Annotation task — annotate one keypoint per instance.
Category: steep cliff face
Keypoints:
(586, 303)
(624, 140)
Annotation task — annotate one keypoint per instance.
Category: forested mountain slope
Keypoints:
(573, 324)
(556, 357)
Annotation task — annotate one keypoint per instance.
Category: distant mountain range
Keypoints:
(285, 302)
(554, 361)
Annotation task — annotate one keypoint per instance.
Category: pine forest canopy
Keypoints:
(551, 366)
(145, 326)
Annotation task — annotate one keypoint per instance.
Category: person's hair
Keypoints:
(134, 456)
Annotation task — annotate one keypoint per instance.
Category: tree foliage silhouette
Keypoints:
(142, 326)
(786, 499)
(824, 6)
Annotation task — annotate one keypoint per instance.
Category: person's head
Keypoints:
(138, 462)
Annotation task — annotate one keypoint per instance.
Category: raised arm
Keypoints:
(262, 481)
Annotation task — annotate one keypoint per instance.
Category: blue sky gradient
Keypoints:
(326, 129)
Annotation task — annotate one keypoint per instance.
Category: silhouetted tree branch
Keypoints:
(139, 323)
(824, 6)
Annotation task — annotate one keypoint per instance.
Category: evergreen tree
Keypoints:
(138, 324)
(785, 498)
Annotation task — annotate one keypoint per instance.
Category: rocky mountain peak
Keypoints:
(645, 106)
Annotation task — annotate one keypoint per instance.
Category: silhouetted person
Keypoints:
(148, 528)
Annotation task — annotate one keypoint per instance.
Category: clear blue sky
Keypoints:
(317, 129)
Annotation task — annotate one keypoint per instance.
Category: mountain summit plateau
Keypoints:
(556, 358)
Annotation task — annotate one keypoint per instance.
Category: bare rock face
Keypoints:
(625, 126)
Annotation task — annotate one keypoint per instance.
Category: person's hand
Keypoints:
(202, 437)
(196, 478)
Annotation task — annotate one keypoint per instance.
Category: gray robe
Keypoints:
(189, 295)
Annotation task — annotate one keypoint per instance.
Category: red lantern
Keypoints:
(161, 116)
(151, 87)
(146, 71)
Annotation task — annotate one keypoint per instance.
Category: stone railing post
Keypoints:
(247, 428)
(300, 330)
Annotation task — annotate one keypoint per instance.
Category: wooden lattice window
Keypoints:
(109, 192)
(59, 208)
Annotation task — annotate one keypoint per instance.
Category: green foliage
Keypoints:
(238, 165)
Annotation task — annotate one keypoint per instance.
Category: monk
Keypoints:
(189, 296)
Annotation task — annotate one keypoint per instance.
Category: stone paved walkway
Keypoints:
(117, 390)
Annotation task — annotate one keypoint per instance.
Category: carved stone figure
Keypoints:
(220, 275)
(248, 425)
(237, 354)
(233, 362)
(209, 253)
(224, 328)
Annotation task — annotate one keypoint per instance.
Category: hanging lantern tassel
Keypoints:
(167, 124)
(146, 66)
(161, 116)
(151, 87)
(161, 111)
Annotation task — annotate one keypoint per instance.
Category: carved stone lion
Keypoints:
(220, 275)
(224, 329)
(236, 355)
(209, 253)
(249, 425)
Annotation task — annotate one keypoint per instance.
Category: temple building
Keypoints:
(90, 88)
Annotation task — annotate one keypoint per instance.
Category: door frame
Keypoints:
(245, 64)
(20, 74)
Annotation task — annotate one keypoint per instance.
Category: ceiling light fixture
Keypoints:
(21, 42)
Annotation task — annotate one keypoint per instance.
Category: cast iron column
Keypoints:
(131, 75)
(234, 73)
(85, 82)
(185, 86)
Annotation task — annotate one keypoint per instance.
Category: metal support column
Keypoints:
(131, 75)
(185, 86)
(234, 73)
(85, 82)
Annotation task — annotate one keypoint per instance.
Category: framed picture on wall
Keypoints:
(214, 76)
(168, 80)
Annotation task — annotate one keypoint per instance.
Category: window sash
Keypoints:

» **EXERCISE REQUIREMENTS**
Identify every line above with the string "lantern" in it. Copy those lines.

» **SOLVED EXERCISE**
Category: red lantern
Category: hanging lantern tassel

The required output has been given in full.